VORGEGEBENER TEXT:
*-*-*
Daun: Pro und contra

Liebenswertem Irrationalismus begegnet. . . .

Lotte Schabacker, Daun

 

Meine Wohnung liegt an keiner breiten Allee. Das Bauwerk vis-ä-vis steht einem genau vor der Nase. Es ist das Urbild eines Hauses: vier Wände und ein Dach drauf. Mit Schornstein. Ohne alle Kinkerlitzchen. Angestrichen in einem freundlichen hellen Gelb. Ein Haus, wie es immer wieder auf den Bildchen vorkommt, die kleine Kinder ganz am Anfang ihrer Künstlerkarriere malen, neuerdings mit Fernsehantenne, die natürlich auch meinen gegenüber -Haus nicht fehlt. Ich fand an diesem Haus noch nie etwas auszusetzen !
*-*-*
ANGEZEIGTE INFORMATIONEN:
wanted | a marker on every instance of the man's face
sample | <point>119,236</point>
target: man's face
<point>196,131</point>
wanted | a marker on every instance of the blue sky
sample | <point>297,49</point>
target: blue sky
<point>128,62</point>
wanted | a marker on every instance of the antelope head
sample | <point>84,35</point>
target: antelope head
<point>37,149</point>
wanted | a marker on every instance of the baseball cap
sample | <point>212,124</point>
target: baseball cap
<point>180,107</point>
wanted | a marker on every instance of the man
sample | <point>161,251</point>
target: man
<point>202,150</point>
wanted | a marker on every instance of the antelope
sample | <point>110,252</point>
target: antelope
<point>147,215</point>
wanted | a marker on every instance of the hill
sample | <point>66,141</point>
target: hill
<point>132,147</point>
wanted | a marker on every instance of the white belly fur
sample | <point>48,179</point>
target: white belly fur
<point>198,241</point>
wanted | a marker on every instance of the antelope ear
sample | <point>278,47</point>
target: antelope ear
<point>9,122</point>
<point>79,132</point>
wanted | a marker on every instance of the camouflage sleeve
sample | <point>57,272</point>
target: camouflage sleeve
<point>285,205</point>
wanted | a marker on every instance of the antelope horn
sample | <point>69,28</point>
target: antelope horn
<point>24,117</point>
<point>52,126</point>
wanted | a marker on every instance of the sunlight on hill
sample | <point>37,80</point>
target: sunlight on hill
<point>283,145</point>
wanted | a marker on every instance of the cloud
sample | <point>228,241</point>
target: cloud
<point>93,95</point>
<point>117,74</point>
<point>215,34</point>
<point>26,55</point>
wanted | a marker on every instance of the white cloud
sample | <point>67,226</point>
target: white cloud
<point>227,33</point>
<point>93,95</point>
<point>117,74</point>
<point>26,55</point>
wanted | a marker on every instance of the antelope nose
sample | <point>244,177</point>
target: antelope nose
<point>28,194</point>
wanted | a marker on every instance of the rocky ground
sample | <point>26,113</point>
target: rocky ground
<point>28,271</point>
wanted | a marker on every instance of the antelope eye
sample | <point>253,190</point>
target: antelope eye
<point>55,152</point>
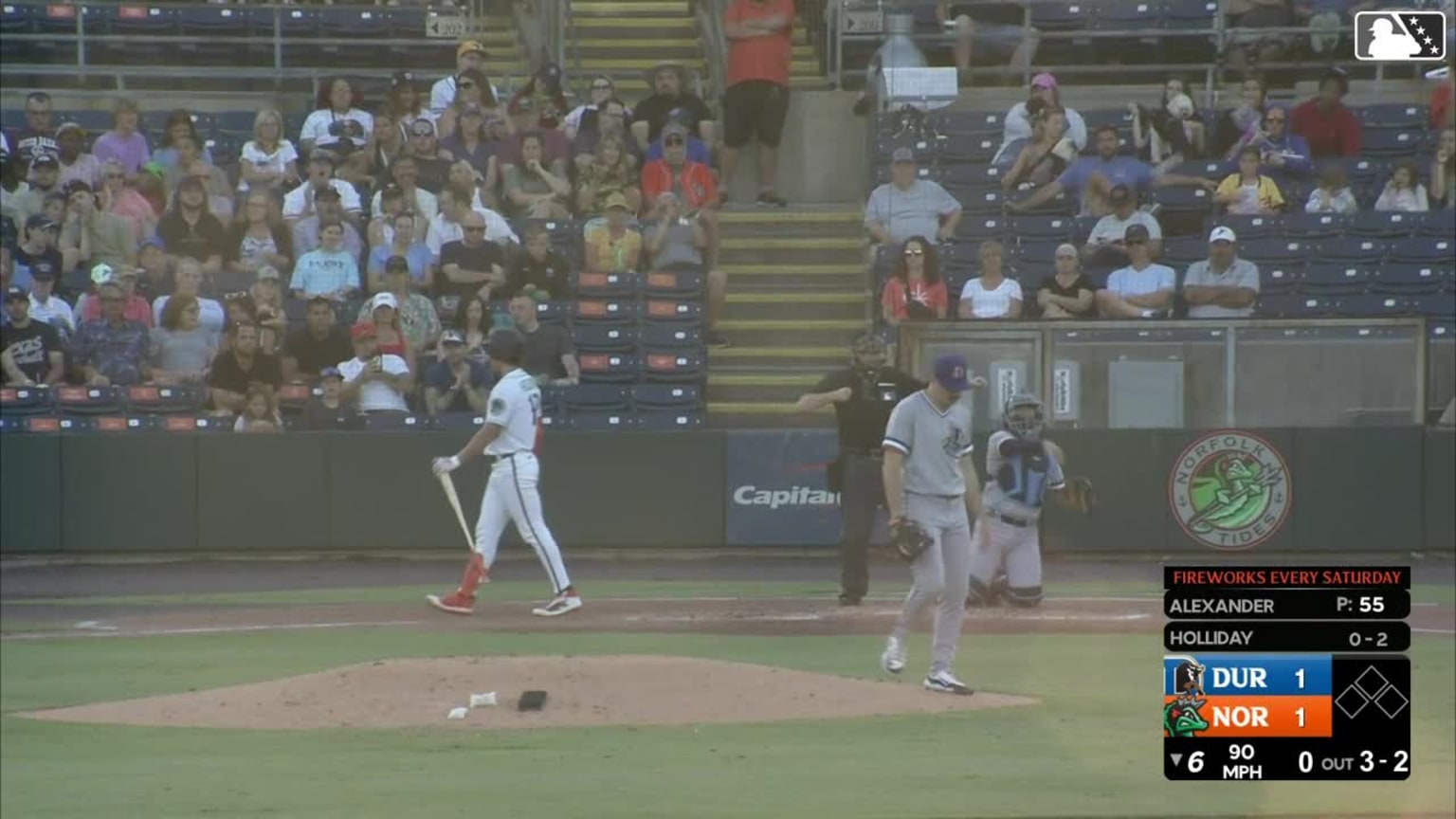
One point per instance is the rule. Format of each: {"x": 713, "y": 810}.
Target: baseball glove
{"x": 909, "y": 539}
{"x": 1079, "y": 494}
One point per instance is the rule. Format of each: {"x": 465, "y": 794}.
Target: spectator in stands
{"x": 456, "y": 384}
{"x": 1104, "y": 246}
{"x": 1019, "y": 121}
{"x": 260, "y": 411}
{"x": 610, "y": 173}
{"x": 1092, "y": 178}
{"x": 909, "y": 206}
{"x": 549, "y": 355}
{"x": 472, "y": 94}
{"x": 1232, "y": 125}
{"x": 268, "y": 162}
{"x": 376, "y": 382}
{"x": 329, "y": 270}
{"x": 1404, "y": 191}
{"x": 113, "y": 350}
{"x": 1249, "y": 192}
{"x": 1224, "y": 286}
{"x": 404, "y": 103}
{"x": 188, "y": 282}
{"x": 994, "y": 32}
{"x": 46, "y": 176}
{"x": 46, "y": 305}
{"x": 181, "y": 347}
{"x": 89, "y": 235}
{"x": 1443, "y": 171}
{"x": 76, "y": 162}
{"x": 469, "y": 56}
{"x": 1254, "y": 48}
{"x": 238, "y": 368}
{"x": 119, "y": 198}
{"x": 1325, "y": 122}
{"x": 613, "y": 246}
{"x": 124, "y": 143}
{"x": 38, "y": 136}
{"x": 1333, "y": 194}
{"x": 135, "y": 308}
{"x": 915, "y": 290}
{"x": 299, "y": 203}
{"x": 326, "y": 208}
{"x": 1046, "y": 155}
{"x": 405, "y": 186}
{"x": 1140, "y": 290}
{"x": 535, "y": 190}
{"x": 431, "y": 163}
{"x": 670, "y": 95}
{"x": 405, "y": 251}
{"x": 338, "y": 122}
{"x": 179, "y": 124}
{"x": 760, "y": 46}
{"x": 190, "y": 229}
{"x": 31, "y": 352}
{"x": 258, "y": 239}
{"x": 540, "y": 267}
{"x": 329, "y": 410}
{"x": 610, "y": 122}
{"x": 472, "y": 265}
{"x": 586, "y": 117}
{"x": 319, "y": 344}
{"x": 991, "y": 295}
{"x": 1066, "y": 293}
{"x": 413, "y": 314}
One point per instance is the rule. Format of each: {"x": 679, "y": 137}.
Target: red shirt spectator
{"x": 763, "y": 57}
{"x": 1325, "y": 122}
*-*-*
AUFGABEN:
[1] Aktualisieren Sie im vorliegenden Text den Abschnitt von „Liebenswertem Irrationalismus begegnet.“ bis einschließlich „etwas auszusetzen !“, indem Sie „Gelb“ durch „Blau“ ersetzen, und geben Sie diesen Abschnitt vollständig wieder.
[2] Beantworten Sie die folgenden Fragen zum vorliegenden Text.
(a) Welcher Ort steht hinter dem Namen Lotte Schabacker?
(b) An was für einer Straße liegt die Wohnung laut Text nicht?
(c) In welcher Farbe ist das Haus gegenüber angestrichen?

LÖSUNGEN:
[1]
Liebenswertem Irrationalismus begegnet. . . .

Lotte Schabacker, Daun

 

Meine Wohnung liegt an keiner breiten Allee. Das Bauwerk vis-ä-vis steht einem genau vor der Nase. Es ist das Urbild eines Hauses: vier Wände und ein Dach drauf. Mit Schornstein. Ohne alle Kinkerlitzchen. Angestrichen in einem freundlichen hellen Blau. Ein Haus, wie es immer wieder auf den Bildchen vorkommt, die kleine Kinder ganz am Anfang ihrer Künstlerkarriere malen, neuerdings mit Fernsehantenne, die natürlich auch meinen gegenüber -Haus nicht fehlt. Ich fand an diesem Haus noch nie etwas auszusetzen !

[2]
(a) Daun
(b) An einer breiten Allee
(c) In einem freundlichen hellen Gelb